• CONSIGNE: Rédigez la suite de l'extrait sur la collaboration entre Marx et Engels, en reprenant juste après sa dernière phrase.

Dans ce monde de conspirations, d’expérimentations et d’exils surgissent aussi bien des philosophes socialistes habitués à de pures spéculations idéalistes, des philosophes récalcitrants individualistes comme Max Stirner, d’importants philosophes matérialistes comme Ludwig Feuerbach et d’arrogants activistes ouvriers antiréflexifs comme Wilhelm Weitling (1808-1871) qui s’enorgueillissent de leur combat contre la nécessité de penser le fond des choses. C’est également dans cette ambiance survoltée que murit ce « communisme grossier » et machiste que dénonce Marx et qui faisait cyniquement des femmes des choses devant faire partie de la propriété collective des hommes « socialistes », etc.

Bolívar Echeverría, durant l’un de ses surprenants cours au sein du séminaire de lecture du Capital au début des années 1970, signalait que l’intervention critique radicale de Marx et Engels cherche à rompre avec la situation de marasme dans laquelle est entrée la grande vague d’expérimentation anticapitaliste de la première moitié du XIXe siècle. En effet, l’effervescence expérimentale s’est épuisée et ils ne peuvent continuer à avancer sans une période de réflexion critique et autocritique plus profonde qui parvienne à saisir et comprendre le noyau depuis lequel s’organise la totalité de la vie bourgeoise. Marx et Engels montent sur la vaste scène de la révolution prolétaire justement quand la nécessité théorique critique n’est déjà plus un luxe ou une nécessité entre beaucoup d’autres, mais une nécessité immédiatement pratique qui, si elle n’est pas satisfaite, pourrait mettre en danger le processus d’autonomisation de la classe ouvrière face au capital.

Cet effort de réflexion est entrepris par Marx dès 1842-43 (face aux spoliations des bois communautaires des paysans allemands, spoliations qui les stigmatisent comme voleurs de bois, et face à la manière équivoque qu’a Hegel de penser la relation entre l’État et la société civile) et acquiert une consistance notable quand il commence une exceptionnelle collaboration amicale, critique et militante avec Friedrich Engels. Comme on le sait, cette relation mène à la rédaction, parmi d’autres textes de jeunesse, du Manifeste du Parti Communiste, à l’expérience révolutionnaire de 1848, à l’exil en Angleterre, à la rédaction, durant trois décennies, de la monumentale Critique de l’économie politique, ainsi que de nombreux articles journalistiques, et à la fondation de l’Association internationale des travailleurs. En résumé, une association de deux hommes libres qui ne cesse surement pas avec la mort de Marx en 1883 mais qui continue jusqu’en 1895 lorsqu’Engels finit d’éditer le tome 3 du Capital et mourir.

• LIGNES FOURNIES:
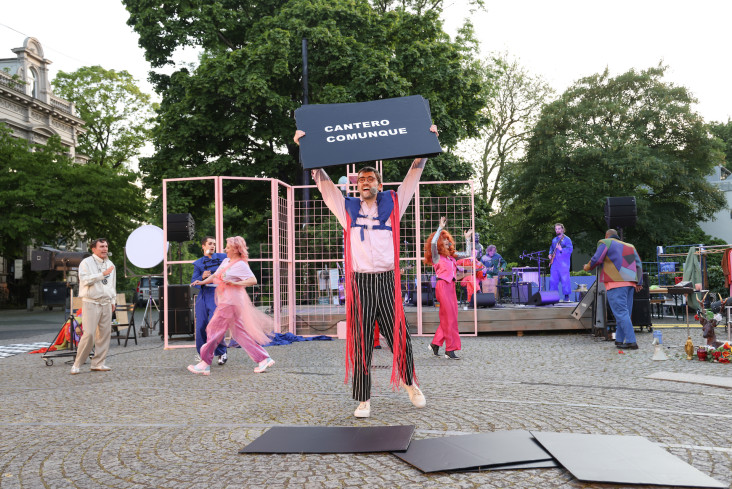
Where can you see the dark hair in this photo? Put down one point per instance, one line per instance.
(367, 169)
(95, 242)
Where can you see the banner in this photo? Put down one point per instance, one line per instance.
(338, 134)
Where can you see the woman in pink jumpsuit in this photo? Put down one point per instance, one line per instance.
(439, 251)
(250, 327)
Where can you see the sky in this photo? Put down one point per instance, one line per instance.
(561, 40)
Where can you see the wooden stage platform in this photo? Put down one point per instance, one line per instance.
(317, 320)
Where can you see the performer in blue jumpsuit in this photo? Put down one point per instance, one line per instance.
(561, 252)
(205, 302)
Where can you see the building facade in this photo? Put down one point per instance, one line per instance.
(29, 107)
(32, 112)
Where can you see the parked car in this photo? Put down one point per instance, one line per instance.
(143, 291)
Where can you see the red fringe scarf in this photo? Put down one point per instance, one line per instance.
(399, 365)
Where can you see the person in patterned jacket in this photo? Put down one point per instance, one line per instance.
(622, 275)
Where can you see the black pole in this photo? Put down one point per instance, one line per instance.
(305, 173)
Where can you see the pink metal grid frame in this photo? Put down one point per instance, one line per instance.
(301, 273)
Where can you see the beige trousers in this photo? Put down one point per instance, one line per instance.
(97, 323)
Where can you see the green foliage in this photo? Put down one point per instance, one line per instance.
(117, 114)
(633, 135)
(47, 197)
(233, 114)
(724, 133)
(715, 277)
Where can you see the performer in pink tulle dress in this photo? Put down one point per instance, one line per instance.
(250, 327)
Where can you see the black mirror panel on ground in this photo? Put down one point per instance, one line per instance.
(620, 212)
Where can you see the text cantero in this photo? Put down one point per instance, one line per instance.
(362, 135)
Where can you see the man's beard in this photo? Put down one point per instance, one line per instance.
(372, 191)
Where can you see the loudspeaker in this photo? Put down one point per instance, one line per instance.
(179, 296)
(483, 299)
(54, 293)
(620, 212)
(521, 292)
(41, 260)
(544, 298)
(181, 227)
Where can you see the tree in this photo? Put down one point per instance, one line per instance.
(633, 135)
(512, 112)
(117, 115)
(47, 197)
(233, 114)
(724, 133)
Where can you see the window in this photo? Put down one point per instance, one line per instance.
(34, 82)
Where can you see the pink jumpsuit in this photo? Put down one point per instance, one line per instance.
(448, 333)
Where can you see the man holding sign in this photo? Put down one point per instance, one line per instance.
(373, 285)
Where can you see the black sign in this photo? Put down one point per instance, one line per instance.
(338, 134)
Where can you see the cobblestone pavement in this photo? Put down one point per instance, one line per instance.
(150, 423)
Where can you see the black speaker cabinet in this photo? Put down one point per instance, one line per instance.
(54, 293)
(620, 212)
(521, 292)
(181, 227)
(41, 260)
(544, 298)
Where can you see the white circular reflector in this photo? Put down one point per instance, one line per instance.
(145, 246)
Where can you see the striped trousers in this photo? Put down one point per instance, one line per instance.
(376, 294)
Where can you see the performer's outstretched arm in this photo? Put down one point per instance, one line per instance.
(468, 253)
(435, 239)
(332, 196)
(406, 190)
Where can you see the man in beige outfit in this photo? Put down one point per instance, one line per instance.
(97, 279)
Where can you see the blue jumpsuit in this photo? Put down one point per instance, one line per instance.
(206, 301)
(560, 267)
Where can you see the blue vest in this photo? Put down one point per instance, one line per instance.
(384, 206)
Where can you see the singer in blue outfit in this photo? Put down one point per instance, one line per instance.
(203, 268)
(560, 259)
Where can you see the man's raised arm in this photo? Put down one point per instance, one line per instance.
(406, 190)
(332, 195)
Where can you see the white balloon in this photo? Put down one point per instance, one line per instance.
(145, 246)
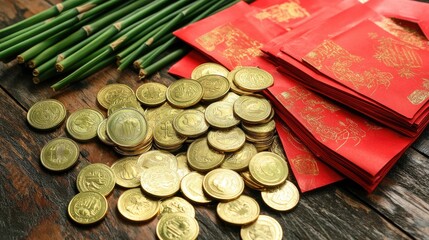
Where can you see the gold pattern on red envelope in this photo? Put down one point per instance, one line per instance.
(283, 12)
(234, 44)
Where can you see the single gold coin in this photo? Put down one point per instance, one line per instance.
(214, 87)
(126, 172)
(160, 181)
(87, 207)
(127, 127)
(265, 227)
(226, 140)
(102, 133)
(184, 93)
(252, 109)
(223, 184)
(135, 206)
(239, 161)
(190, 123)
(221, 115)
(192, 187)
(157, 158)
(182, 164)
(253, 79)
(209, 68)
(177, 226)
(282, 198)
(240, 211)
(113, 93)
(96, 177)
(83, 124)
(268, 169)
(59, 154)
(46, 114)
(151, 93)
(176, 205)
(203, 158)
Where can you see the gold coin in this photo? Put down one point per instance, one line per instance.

• RÉPONSE FINALE:
Le matérialisme historique comme référent critique révolutionnaire

À la lumière de cette nécessité théorique immédiatement pratique mentionnée auparavant, Marx et Engels réalisent, d’une part, une critique de la « guerre sociale » menée sans pitié par le capital contre la population ouvrière durant la révolution industrielle et entreprennent, d’autre part, une critique de la réflexion apologétique sur la société, l’économie, la politique, l’État, la philosophie et le droit bourgeois qu’ont réalisé le philosophe Hegel et les principaux économistes classiques anglais (Smith,  Ricardo, Petty, John Stuart Mill, etc.). Ils incluent également, en troisième lieu, une critique minutieuse de la pensée politique anticapitaliste portée par les divers groupes révolutionnaires, dans la mesure où ces propositions ouvrières ne réussissent pas à atteindre une autonomie pleine face aux appareils de domination économiques, juridiques, politiques et idéologiques capitalistes. Telle est la révision critique – qui, évidemment, se complexifie avec de nouveaux axes de réflexion au fur et à mesure de leurs vies – dans laquelle Marx et Engels se voient engagés, avec l’intention de penser en détails le signifiant omnidimensionnel de la contradiction capitaliste.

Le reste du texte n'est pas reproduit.